- [SET TASK] Could you rewrite the listing from the line with "the arm around" to the line with "<point>210,101</point>", substituting "cloudy sky" for "overcast sky" and leaving everything else unchanged?

- [Image object location entries]
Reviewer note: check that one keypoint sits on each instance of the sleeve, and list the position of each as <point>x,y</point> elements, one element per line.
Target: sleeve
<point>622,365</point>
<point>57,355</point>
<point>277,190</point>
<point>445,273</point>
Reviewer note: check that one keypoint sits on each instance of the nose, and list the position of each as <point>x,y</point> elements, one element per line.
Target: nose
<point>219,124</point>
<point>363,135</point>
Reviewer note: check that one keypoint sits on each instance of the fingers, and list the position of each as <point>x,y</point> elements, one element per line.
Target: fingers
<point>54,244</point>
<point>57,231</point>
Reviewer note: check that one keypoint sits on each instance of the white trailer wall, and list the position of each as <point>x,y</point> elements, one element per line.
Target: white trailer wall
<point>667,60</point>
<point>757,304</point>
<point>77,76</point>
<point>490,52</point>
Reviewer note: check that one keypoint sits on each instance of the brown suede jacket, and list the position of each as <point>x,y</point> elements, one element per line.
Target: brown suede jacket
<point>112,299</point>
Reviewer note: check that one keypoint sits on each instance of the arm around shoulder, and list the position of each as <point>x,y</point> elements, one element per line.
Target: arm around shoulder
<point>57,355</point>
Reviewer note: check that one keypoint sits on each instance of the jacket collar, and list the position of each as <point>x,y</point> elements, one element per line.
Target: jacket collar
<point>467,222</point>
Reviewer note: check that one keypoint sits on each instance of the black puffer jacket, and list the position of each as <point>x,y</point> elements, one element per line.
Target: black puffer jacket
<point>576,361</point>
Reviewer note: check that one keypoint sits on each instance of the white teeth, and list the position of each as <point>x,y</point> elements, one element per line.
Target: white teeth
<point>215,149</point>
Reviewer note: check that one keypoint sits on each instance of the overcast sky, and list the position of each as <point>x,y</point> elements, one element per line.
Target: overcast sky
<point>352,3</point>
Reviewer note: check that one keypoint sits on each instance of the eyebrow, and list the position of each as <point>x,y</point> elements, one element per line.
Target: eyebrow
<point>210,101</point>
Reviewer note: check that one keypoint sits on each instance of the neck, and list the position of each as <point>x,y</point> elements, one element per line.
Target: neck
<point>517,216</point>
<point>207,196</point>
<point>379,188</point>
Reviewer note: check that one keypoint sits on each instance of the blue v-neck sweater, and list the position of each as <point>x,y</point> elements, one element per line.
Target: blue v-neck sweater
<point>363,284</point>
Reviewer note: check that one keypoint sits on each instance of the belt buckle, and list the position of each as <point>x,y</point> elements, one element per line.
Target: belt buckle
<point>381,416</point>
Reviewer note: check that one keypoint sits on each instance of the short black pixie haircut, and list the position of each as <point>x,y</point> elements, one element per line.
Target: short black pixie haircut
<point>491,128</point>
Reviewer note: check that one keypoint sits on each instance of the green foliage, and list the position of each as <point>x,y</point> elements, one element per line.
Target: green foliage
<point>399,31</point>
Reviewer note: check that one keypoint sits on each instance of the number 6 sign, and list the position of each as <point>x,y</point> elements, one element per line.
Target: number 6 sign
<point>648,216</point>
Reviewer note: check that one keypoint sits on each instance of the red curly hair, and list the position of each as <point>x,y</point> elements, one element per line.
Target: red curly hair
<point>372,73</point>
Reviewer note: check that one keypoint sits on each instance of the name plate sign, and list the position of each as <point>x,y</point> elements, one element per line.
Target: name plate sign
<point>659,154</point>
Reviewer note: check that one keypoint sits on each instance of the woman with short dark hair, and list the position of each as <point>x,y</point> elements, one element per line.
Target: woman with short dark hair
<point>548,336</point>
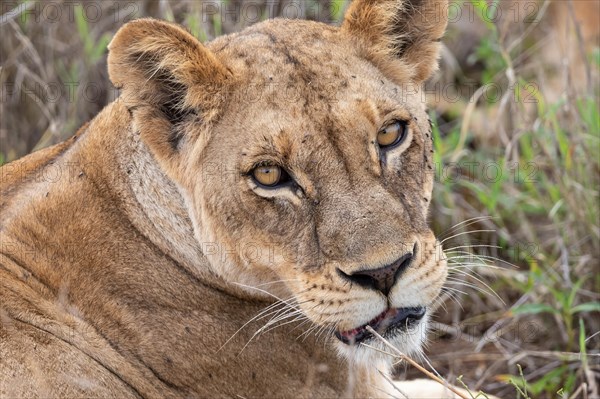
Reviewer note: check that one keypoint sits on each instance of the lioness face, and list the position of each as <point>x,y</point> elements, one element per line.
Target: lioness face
<point>308,171</point>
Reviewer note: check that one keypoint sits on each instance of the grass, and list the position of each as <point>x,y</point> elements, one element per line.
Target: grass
<point>522,168</point>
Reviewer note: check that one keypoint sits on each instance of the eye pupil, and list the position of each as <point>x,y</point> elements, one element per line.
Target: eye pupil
<point>392,134</point>
<point>270,176</point>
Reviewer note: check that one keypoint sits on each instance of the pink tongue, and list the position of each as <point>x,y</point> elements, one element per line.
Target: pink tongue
<point>352,333</point>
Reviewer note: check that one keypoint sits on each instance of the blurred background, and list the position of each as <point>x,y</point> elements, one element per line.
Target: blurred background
<point>517,139</point>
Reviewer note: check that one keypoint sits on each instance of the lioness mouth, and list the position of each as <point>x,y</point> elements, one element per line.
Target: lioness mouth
<point>386,323</point>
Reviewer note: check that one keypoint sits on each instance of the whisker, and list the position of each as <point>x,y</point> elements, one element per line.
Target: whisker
<point>466,223</point>
<point>466,232</point>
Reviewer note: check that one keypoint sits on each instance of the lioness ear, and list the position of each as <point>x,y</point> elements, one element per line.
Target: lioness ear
<point>407,32</point>
<point>167,78</point>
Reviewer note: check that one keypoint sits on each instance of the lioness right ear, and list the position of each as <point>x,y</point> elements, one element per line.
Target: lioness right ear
<point>401,37</point>
<point>167,77</point>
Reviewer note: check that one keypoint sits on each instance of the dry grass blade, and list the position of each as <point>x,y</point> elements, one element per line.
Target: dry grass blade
<point>415,364</point>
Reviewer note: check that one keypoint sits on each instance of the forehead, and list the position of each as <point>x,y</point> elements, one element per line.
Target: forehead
<point>295,74</point>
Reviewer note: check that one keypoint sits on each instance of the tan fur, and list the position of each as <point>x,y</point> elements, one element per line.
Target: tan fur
<point>133,254</point>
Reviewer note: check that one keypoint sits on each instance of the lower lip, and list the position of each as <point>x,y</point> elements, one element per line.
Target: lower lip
<point>385,324</point>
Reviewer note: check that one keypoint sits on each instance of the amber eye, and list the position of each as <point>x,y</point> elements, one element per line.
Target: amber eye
<point>392,134</point>
<point>270,175</point>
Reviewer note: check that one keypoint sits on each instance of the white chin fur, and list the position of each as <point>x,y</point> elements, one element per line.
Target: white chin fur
<point>409,343</point>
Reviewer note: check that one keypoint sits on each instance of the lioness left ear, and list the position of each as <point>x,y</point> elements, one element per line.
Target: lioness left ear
<point>167,78</point>
<point>400,35</point>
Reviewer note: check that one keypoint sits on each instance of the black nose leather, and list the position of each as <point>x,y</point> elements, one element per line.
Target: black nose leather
<point>383,278</point>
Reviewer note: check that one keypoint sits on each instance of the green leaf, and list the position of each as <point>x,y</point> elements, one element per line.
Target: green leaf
<point>533,308</point>
<point>586,307</point>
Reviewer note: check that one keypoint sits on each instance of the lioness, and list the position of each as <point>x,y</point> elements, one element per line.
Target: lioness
<point>231,224</point>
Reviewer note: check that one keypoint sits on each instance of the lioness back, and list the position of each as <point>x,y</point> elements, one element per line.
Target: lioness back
<point>237,223</point>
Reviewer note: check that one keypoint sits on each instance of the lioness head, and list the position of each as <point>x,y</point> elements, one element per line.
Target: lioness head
<point>304,154</point>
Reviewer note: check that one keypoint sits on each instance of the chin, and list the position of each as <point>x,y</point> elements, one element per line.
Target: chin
<point>406,334</point>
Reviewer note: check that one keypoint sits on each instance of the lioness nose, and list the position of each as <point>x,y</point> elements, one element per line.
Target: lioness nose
<point>383,278</point>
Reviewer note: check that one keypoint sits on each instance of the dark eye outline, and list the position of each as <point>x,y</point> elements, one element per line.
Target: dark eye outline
<point>401,136</point>
<point>284,179</point>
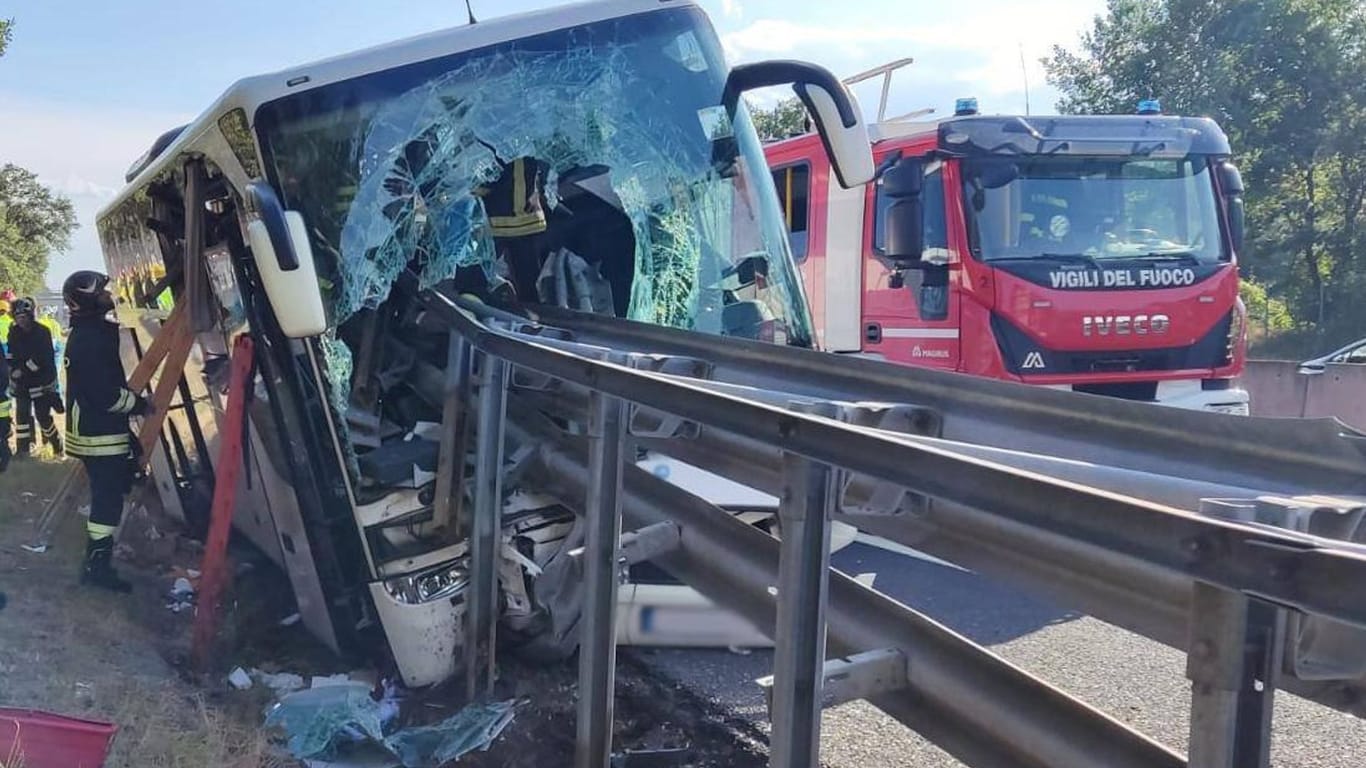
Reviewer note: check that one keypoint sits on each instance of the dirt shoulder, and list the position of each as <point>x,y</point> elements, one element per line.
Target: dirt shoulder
<point>81,652</point>
<point>88,653</point>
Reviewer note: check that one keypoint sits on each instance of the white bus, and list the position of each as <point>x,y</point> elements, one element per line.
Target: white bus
<point>308,205</point>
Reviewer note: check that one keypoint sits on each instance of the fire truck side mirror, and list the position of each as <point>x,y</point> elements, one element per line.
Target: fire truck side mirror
<point>283,257</point>
<point>1231,185</point>
<point>904,230</point>
<point>831,105</point>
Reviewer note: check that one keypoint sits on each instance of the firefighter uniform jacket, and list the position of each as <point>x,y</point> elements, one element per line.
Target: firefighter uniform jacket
<point>32,357</point>
<point>6,406</point>
<point>512,201</point>
<point>99,401</point>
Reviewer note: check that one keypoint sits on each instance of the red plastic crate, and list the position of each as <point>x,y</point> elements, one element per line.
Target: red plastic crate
<point>43,739</point>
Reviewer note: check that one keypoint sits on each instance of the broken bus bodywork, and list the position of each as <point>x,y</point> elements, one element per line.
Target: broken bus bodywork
<point>316,204</point>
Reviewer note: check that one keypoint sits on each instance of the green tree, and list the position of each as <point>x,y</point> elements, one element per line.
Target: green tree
<point>34,223</point>
<point>784,119</point>
<point>1287,79</point>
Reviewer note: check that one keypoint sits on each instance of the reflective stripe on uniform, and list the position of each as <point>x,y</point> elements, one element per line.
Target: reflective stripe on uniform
<point>99,446</point>
<point>517,226</point>
<point>126,402</point>
<point>85,451</point>
<point>99,530</point>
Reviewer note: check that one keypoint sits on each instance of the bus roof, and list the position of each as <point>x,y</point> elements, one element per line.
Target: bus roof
<point>250,93</point>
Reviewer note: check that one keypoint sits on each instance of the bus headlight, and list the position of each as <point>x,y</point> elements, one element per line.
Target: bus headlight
<point>435,584</point>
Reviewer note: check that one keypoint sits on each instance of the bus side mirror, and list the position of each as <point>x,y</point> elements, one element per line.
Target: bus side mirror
<point>279,243</point>
<point>1231,185</point>
<point>904,232</point>
<point>831,105</point>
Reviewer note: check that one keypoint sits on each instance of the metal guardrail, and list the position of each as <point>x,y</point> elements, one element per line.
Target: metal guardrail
<point>952,692</point>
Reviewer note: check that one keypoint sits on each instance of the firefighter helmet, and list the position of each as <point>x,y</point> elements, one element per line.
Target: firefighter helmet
<point>85,293</point>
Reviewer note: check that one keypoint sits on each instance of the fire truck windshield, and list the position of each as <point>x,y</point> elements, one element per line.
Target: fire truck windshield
<point>615,129</point>
<point>1098,208</point>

- [SOLUTION]
Reviewer note: check that one keypoint sits on each instance of the arm around shoulder, and list the position of each as <point>x,y</point> elements, one element per line.
Target: arm around shoulder
<point>57,355</point>
Reviewer note: check that one keypoint sits on each instance of the jacket collar, and list the position of each as <point>x,y</point> elements, one element per line.
Target: jacket collar
<point>467,222</point>
Reviewer note: check that one keypoint sits on each instance of the black puffer jacket, and list the position of each as <point>x,y</point> elements, one element per line.
Target: black puffer jacket
<point>576,361</point>
Reviewer note: check that one keypoint sits on each instance of the white teeth, and list the position of each as <point>x,y</point> elements, one element per line.
Target: white teeth
<point>215,149</point>
Reviewer note: check that one keypoint sits on each instance of the cloudy sky, and list the position of each as <point>x,y</point> elements, one element per line.
Target: cloudy sky
<point>352,3</point>
Reviewer note: check that one keypoint sits on each instance of the eyebrow, and list the position of each as <point>x,y</point> elements, one element per line.
Target: eyebrow
<point>210,101</point>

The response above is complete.